#

ET Nerede

Bilim Dalları

Gökadamız Samanyolu büyük bir yer. Son bulgulara göre 400 milyar kadar yıldız, çok daha fazla da gezegen içeriyor . Bu durumda bazı gökbilimciler Samanyolu’ndaki  ileri uygarlıkların sayısının 10.000’den az olmayacağını düşünüyorlar. Amerikalı bir matematikçinin hesaplarına göre de, (eğer varsa) uzayda böyle bir uygarlığın bizi çoktan bulması lazımdı.

Bulgularını Boston’daki Amerika Matematik Derneği’nde açıklayan  Florida Gulf Coast Üniversitesi’nden Thomas Hair’in vardığı sonuç: “Ya tek başınayız ya da onlar orada; ama bizimle işleri yok!”

Hair, hesabını bir toplumun gezegeninden başka bir yıldıza seyahat için gerekli kaynak ve teknolojiyi edinmek için gereken zamanla ilgili tahmini üzerine kurmuş. Işık hızının yüzde biri (yani saniyede 3000 km) gibi görece “yavaş” bir hızla yolculuk yaptıkları varsayılırsa, uzaylılar en yakınlarındaki yıldıza yaklaşık 500 yıl içinde ulaşacaklar: Orada da yeni gemiler inşa edip yeniden yola koyulmak için bir beşyüz yıl daha ve böyle uzayıp gidecek. Matematikçinin hesaplarına göre en eski yıldızların çevresindeki gezegenlerden yola çıkan uzaylıların, aradan geçen milyarlarca yıl içinde bize çoktan ulaşmaları gerekirdi. Ama ortada görünmüyorlar.
|---|
■ Verilen Görev 1
Uzaylılarla ilgili metne göre Samanyolu'nda kaç yıldız bulunuyor?
■ Verilen Görev 2
Uzaylılarla ilgili metnin "Hair, hesabını bir" ile başlayıp "Ama ortada görünmüyorlar." ile biten kısmını, "Matematikçinin" yerine "Araştırmacının" koyarak yeniden yazın.

■ Veri Bloğu
|---|
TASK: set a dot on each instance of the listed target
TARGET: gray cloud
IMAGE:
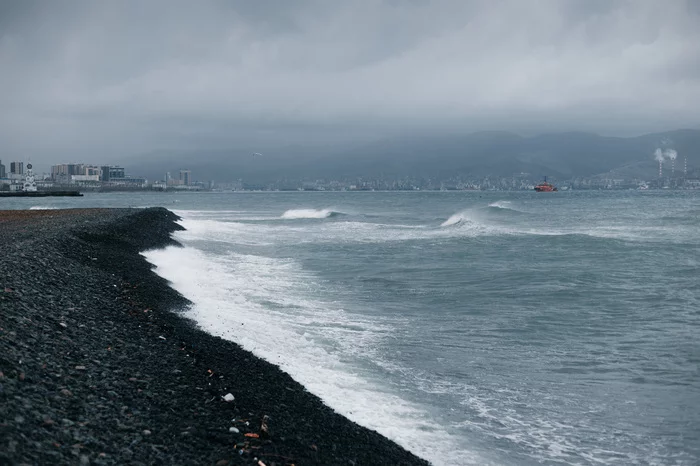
|---|
■ Yazılı Yanıt 1
Yaklaşık 400 milyar yıldız bulunuyor.

■ Yazılı Yanıt 2
Hair, hesabını bir toplumun gezegeninden başka bir yıldıza seyahat için gerekli kaynak ve teknolojiyi edinmek için gereken zamanla ilgili tahmini üzerine kurmuş. Işık hızının yüzde biri (yani saniyede 3000 km) gibi görece “yavaş” bir hızla yolculuk yaptıkları varsayılırsa, uzaylılar en yakınlarındaki yıldıza yaklaşık 500 yıl içinde ulaşacaklar: Orada da yeni gemiler inşa edip yeniden yola koyulmak için bir beşyüz yıl daha ve böyle uzayıp gidecek. Araştırmacının hesaplarına göre en eski yıldızların çevresindeki gezegenlerden yola çıkan uzaylıların, aradan geçen milyarlarca yıl içinde bize çoktan ulaşmaları gerekirdi. Ama ortada görünmüyorlar.